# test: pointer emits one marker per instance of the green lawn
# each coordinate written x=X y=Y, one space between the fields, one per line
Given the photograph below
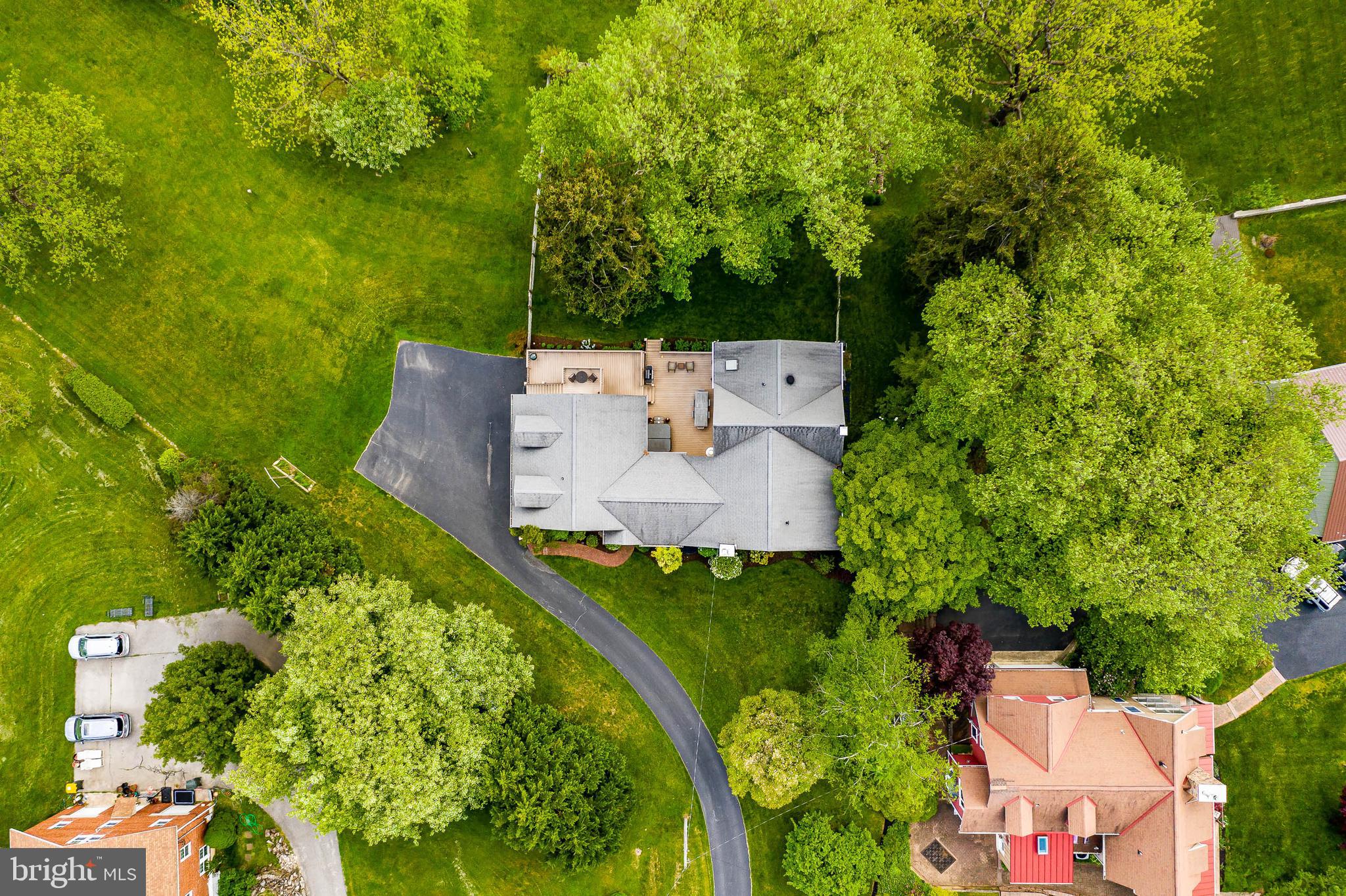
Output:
x=879 y=311
x=1271 y=106
x=757 y=629
x=252 y=326
x=1310 y=263
x=81 y=532
x=1286 y=766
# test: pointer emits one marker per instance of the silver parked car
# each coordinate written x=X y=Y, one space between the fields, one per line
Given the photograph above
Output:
x=97 y=727
x=1318 y=593
x=100 y=646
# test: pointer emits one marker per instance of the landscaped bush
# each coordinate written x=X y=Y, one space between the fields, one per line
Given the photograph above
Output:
x=101 y=399
x=15 y=405
x=727 y=568
x=669 y=557
x=222 y=830
x=236 y=882
x=172 y=462
x=532 y=537
x=259 y=548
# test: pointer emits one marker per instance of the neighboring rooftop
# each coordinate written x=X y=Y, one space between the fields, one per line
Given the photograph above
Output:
x=586 y=459
x=1134 y=779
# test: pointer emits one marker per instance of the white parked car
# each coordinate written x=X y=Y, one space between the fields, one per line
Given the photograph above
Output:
x=100 y=646
x=1321 y=594
x=97 y=727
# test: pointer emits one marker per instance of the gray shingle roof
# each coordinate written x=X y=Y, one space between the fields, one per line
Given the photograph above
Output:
x=768 y=487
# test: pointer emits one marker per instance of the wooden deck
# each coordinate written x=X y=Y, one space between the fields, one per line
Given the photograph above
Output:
x=674 y=393
x=622 y=373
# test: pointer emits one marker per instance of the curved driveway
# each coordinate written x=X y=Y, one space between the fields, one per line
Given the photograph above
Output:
x=443 y=451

----------

GIVEN INSTRUCTION —
Repeat the lines starting at the one containing "# test: pointer emits one marker per instance of the neighboring" and ending at the one containing "x=1134 y=779", both included.

THE ANSWER —
# test: pointer emits one marker per instance of the neighboring rooftop
# each coordinate written x=X y=Y, one space between the fields, one per line
Given the photograph above
Output:
x=586 y=459
x=1134 y=779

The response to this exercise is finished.